EXTRACTED DATA:
— Begin —

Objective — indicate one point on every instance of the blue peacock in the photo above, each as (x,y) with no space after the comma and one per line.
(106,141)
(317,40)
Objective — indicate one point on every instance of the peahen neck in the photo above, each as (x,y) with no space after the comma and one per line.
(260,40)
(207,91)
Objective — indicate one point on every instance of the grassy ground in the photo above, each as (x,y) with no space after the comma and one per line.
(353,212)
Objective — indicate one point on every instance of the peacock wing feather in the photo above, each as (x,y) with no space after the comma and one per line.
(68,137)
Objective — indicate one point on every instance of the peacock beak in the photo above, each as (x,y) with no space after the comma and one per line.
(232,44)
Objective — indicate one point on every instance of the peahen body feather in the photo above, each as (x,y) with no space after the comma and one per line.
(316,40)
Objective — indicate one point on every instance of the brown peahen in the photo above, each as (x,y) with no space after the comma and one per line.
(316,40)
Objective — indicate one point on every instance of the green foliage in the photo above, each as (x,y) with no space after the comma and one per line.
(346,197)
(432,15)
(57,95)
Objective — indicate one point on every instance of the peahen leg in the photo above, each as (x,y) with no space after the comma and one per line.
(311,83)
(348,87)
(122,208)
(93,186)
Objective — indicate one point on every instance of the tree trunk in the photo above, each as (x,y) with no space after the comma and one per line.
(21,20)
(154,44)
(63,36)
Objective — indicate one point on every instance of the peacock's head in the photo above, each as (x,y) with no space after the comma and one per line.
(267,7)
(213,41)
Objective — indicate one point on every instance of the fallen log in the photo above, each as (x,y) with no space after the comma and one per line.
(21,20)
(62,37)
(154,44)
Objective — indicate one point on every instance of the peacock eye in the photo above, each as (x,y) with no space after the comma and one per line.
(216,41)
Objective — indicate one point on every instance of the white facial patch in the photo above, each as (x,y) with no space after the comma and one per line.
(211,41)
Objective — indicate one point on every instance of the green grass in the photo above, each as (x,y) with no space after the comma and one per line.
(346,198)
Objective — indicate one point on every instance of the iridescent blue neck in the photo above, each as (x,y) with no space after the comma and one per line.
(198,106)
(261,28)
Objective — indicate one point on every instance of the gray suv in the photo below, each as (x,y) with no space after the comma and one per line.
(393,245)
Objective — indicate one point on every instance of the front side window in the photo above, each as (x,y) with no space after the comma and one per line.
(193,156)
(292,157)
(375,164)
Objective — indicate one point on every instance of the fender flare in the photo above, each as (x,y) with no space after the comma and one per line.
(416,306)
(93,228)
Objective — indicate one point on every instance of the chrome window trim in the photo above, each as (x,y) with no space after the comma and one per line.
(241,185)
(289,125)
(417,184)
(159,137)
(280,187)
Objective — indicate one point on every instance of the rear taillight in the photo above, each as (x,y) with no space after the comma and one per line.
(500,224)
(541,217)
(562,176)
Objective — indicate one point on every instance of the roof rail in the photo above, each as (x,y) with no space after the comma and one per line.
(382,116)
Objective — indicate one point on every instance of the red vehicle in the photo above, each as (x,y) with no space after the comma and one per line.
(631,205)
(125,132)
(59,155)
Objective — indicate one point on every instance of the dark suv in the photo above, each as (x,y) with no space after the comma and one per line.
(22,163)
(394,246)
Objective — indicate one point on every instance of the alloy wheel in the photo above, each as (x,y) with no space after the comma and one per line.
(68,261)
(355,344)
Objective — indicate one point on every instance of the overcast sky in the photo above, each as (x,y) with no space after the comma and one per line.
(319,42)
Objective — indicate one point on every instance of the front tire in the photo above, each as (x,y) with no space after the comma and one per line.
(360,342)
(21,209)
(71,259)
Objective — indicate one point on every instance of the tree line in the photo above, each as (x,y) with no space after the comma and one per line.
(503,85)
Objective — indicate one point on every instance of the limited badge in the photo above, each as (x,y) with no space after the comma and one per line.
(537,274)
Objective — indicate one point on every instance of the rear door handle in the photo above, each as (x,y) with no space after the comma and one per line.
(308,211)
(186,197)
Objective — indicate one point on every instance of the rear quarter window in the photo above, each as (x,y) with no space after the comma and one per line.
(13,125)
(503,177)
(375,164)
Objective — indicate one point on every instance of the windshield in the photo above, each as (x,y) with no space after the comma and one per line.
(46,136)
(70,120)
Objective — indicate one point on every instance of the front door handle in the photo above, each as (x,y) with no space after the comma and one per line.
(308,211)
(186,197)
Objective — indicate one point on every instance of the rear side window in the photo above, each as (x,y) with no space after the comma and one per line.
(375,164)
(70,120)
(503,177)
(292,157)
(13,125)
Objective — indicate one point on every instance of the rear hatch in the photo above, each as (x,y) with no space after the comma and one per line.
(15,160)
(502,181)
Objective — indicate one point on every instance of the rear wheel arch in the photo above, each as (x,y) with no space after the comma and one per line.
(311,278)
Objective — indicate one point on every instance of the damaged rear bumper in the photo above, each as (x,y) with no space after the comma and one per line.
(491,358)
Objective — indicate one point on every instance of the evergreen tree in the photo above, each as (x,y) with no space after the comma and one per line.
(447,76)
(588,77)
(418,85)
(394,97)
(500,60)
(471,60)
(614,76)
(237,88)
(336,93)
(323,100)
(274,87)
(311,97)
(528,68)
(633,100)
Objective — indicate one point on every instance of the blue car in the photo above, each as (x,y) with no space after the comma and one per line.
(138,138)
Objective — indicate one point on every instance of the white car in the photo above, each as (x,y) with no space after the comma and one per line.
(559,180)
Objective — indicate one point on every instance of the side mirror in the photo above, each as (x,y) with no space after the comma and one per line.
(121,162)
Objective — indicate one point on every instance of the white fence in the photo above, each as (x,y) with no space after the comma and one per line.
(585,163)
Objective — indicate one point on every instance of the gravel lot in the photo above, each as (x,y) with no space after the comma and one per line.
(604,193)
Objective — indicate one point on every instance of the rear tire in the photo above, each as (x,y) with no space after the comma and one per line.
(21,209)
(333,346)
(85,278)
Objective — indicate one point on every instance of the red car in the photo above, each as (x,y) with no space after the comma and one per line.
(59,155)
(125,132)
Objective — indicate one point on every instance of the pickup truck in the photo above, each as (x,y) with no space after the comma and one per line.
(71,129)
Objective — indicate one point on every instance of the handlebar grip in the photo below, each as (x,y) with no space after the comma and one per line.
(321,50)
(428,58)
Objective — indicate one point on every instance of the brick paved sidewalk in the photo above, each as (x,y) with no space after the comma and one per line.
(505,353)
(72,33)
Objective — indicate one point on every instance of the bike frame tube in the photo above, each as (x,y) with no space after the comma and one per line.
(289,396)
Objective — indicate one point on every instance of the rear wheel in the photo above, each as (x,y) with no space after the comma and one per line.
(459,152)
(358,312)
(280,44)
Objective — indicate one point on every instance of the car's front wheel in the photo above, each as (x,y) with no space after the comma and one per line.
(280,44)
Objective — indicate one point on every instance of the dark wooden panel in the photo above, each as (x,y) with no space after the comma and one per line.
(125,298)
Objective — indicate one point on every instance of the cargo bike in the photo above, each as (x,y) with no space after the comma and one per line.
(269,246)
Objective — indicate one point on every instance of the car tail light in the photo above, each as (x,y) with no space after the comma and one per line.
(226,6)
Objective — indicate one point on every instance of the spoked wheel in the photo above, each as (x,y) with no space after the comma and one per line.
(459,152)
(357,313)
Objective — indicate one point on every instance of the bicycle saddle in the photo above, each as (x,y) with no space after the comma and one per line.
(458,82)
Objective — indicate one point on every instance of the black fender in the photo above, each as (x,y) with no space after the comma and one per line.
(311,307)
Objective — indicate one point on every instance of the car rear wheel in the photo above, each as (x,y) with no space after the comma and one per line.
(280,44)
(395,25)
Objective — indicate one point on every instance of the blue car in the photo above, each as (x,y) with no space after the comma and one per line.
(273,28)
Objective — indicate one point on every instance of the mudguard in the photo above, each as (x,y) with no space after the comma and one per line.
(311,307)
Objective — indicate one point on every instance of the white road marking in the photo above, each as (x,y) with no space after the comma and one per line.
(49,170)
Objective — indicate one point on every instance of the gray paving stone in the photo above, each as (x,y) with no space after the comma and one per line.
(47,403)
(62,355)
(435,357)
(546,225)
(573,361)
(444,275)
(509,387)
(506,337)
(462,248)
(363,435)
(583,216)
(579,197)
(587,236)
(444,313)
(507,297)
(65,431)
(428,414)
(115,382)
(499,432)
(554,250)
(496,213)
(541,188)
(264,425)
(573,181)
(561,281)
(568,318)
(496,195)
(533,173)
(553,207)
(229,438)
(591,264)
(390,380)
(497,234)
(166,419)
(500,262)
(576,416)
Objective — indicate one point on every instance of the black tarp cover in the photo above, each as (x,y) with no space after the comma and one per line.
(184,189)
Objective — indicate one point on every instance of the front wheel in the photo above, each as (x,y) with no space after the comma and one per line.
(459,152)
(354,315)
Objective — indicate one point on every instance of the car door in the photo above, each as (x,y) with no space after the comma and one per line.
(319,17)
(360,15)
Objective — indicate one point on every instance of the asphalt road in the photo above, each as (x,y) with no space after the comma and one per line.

— End —

THE EXERCISE: Starting at the line that contains "the black tarp", print every line through the end of the listing, word for word. Leave out all the rest.

PROBLEM SOLUTION:
Objective — indicate one point on every instance of the black tarp cover in the photo above, each as (x,y) with no space after the comma and one per line.
(184,189)
Objective — indicate one point on every instance of the front wheel in the photo above, each as (x,y) with no space after the comma and one per line.
(459,152)
(354,315)
Objective — indicate one point on every instance of the car door in the photo above, each as (x,y) with no space after the comma and one per line.
(319,17)
(360,15)
Objective — indicate one point on every instance of the asphalt road in the photo above, each as (x,y) with no space after the comma and one per line.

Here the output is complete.